> [Tekst ter analyse]:
((

De vijfde zondag van, vierde zondag na Pasen, heet zondag Cantate. Die oproep ‘Zingt’ is ontleend aan de antifoon (heel profaan gezegd: riedel) ontleend aan de Psalm van deze zondag dat is 98. Wat zou je beter kunnen doen in de Paastijd dan het op een zingen zetten. Onze Liedboeken, van welke aard ook, geven stof te over, het hoeft niet stil te blijven in onze kerken.

Stil, dat was het wel in die reeks zondagen tijdens de pandemie. Je zou het bijna vergeten zijn. Nog voor de mondkapjes in het straatbeeld, en dus ook in de kerk, verschenen, werd er een streng zangverbod ingesteld. Te gevaarlijk, dat nadrukkelijke uitademen met allerlei enge virusdeeltjes. Daar waren we zeker in het eerste pandemie-jaar machteloos tegenover. ‘Ach dan zingen we toch niet’ dachten we aanvankelijk optimistisch. Maar geloven en zingen blijken toch wel heel veel met elkaar te maken te hebben. Hoe mooi het koor of de bij elkaar geroepen enkelingen via streaming ons ook toezongen, dit was niet onze stem. Of je moest het, tot verbazing van de buren, thuis voor het scherm op een zingen zetten.

))

> [Uit te voeren opdrachten]:
(1) Stemmen deze uitspraken overeen met de tekst over zondag Cantate? Antwoord telkens met ja of nee en citeer de beslissende woorden uit de tekst.
(a) De oproep 'Zingt' komt uit Psalm 98.
(b) Het zangverbod kwam er pas nadat de mondkapjes in de kerk waren verschenen.
(c) Het zingen van het koor via streaming voelde als onze eigen stem.
(2) Waarom gold zingen tijdens de pandemie volgens de tekst over zondag Cantate als te gevaarlijk?
(3) Schrijf verder aan de tekst over zondag Cantate, aansluitend op de laatste zin.

> [Onderzochte gegevens]:
((

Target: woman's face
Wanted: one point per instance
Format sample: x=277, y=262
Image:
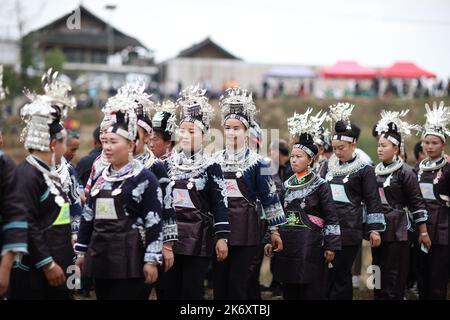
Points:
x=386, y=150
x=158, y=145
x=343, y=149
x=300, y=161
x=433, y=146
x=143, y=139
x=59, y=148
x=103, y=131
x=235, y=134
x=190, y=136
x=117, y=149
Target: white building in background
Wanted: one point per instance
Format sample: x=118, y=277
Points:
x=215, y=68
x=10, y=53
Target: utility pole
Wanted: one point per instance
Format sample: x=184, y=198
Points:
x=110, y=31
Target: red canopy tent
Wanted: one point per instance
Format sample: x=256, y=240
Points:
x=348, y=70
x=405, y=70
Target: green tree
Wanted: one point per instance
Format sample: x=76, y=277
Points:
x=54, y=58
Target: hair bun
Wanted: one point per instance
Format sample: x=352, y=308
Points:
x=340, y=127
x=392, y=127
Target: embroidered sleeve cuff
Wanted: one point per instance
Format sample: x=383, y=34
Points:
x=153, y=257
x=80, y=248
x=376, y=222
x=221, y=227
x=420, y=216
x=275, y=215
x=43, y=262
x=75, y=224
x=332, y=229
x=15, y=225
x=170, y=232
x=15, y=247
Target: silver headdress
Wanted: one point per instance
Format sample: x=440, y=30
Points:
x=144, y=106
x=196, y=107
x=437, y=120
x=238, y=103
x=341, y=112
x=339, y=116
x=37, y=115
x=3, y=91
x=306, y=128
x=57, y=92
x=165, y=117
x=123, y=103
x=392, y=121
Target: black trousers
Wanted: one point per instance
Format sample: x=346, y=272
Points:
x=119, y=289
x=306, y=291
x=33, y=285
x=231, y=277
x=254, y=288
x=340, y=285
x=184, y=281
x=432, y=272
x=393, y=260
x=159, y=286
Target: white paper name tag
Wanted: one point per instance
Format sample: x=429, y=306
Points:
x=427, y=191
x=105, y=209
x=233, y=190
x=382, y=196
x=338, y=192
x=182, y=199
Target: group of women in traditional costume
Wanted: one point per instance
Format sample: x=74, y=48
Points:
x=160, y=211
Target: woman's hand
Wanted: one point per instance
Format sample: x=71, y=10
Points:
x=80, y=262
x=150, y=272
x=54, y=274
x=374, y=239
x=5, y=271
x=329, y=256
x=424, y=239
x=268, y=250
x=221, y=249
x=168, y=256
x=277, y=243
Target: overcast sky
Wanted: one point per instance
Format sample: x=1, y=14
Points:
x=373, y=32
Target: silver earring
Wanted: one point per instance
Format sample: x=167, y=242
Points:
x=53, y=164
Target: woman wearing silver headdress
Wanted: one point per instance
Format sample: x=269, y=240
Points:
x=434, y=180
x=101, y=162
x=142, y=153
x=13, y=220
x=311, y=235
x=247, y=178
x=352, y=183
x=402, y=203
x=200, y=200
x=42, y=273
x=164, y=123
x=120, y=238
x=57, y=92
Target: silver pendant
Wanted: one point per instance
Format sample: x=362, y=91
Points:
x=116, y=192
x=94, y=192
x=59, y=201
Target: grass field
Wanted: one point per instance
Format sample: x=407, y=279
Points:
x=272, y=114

))

> [Verwachte antwoorden]:
(1)
(a) Ja: "ontleend aan de Psalm van deze zondag dat is 98"
(b) Nee: "Nog voor de mondkapjes in het straatbeeld, en dus ook in de kerk, verschenen, werd er een streng zangverbod ingesteld."
(c) Nee: "dit was niet onze stem."

(2) Vanwege het nadrukkelijke uitademen met allerlei enge virusdeeltjes.

(3)
‘Zingt de Heer een nieuw gezang’. Een oud gezang is ook best, als je het dan maar zingt alsof het nieuw is.

In het eerste jaar van de pandemie mochten we trouwens een poosje wel zingen. Een maand of wat. Niet te hard maar dan toch. Ik was op een zondag gewoon kerkganger, in een kerk met goed koor, en mooi orgel. De organist zet in, en geeft ons na zijn voorspel ruim baan om in te springen. Ik open mijn mond … en stok. Mijn buurvrouw zingt nu ook maar voor mij. Pas bij vers 2 heb ik adem om mee te doen. Zingen en geloven, die twee kunnen niet zonder elkaar.